┏━━

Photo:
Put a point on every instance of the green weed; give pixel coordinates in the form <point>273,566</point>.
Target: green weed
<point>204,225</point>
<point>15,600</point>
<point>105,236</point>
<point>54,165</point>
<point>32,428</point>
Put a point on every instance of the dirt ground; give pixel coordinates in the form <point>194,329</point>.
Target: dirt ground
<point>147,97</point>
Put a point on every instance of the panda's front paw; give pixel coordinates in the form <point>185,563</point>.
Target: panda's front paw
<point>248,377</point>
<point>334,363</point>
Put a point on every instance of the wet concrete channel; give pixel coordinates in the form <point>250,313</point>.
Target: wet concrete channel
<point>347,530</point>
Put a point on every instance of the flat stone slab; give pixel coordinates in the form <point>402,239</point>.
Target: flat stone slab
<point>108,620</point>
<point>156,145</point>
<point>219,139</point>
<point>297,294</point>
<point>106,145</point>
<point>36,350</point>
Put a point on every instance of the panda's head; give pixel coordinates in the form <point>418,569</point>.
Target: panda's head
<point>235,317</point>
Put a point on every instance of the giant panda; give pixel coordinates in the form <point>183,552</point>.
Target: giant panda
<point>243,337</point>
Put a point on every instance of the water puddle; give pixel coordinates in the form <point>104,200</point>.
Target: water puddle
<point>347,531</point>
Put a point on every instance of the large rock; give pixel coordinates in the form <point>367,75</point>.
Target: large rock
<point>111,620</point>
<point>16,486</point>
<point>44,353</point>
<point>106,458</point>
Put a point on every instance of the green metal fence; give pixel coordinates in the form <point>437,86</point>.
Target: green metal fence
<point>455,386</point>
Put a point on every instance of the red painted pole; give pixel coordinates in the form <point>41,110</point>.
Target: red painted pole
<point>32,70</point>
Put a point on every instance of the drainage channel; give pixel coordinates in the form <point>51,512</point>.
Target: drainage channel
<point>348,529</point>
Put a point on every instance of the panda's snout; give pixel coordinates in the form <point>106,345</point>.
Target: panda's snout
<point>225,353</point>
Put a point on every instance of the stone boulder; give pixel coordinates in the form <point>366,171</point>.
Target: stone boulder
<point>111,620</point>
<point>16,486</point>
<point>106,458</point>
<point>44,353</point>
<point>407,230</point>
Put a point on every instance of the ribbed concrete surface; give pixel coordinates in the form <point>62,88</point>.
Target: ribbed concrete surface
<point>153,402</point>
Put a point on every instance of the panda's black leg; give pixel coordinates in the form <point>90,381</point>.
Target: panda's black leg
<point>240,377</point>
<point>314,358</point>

┗━━

**EXERCISE DETAILS**:
Rename "instance" to "occurrence" everywhere in the data above, and reproduce everything else unchanged.

**EXPECTED ANSWER**:
Photo:
Put a point on every occurrence of the green weed; give pixel coordinates in the form <point>273,566</point>.
Target: green weed
<point>204,225</point>
<point>15,600</point>
<point>105,236</point>
<point>54,165</point>
<point>32,428</point>
Put a point on every occurrence of the dirt ground; give pixel coordinates in the form <point>194,329</point>.
Target: dirt ground
<point>147,97</point>
Put a point on every occurrence of the panda's front paw; give pixel coordinates in the form <point>185,563</point>.
Target: panda's front paw
<point>248,377</point>
<point>334,363</point>
Put a point on every occurrence of the wet concrete channel; give pixel coordinates in the form <point>250,313</point>.
Target: wet concrete channel
<point>347,530</point>
Put a point on every occurrence of the flat stone slab; give pixel coordinates in the form <point>402,239</point>.
Target: flat stone slab
<point>108,620</point>
<point>156,145</point>
<point>219,139</point>
<point>297,294</point>
<point>106,145</point>
<point>36,350</point>
Put a point on every occurrence of the panda's head; give pixel coordinates in the form <point>418,569</point>.
Target: panda's head
<point>235,317</point>
Put a point on every occurrence of the giant panda; give pixel coordinates in the form <point>183,552</point>.
Target: giant panda
<point>243,337</point>
Put a point on every occurrence of the water puddle; give pixel coordinates in the form <point>104,200</point>.
Target: water puddle
<point>347,531</point>
Put a point on every occurrence of the large rock; give pixel coordinates in the form <point>367,75</point>.
Target: large rock
<point>111,620</point>
<point>16,486</point>
<point>44,353</point>
<point>106,458</point>
Put a point on every occurrence of the green metal fence; give pixel coordinates in the form <point>437,86</point>.
Target: green metal fence
<point>455,386</point>
Put a point on every occurrence of the red painted pole; give pixel coordinates in the form <point>41,110</point>.
Target: red painted pole
<point>32,70</point>
Put a point on every occurrence of the drainage channel; give pixel coordinates in the form <point>51,512</point>.
Target: drainage channel
<point>348,529</point>
Put a point on every occurrence of the panda's snout; give pixel coordinates in the form <point>106,345</point>.
Target: panda's snout
<point>225,353</point>
Put a point on every occurrence of the stone boulder; give pixel coordinates in the form <point>366,171</point>.
Target: stone boulder
<point>111,620</point>
<point>16,486</point>
<point>106,458</point>
<point>44,353</point>
<point>407,230</point>
Put a point on every occurrence of the ribbed concrete surface; give pixel coordinates in the form <point>62,88</point>.
Target: ribbed concrete surface
<point>153,402</point>
Put a point on every occurrence of the panda's black leg; give pixel coordinates in the form <point>90,381</point>.
Target: panda's black leg
<point>240,377</point>
<point>314,358</point>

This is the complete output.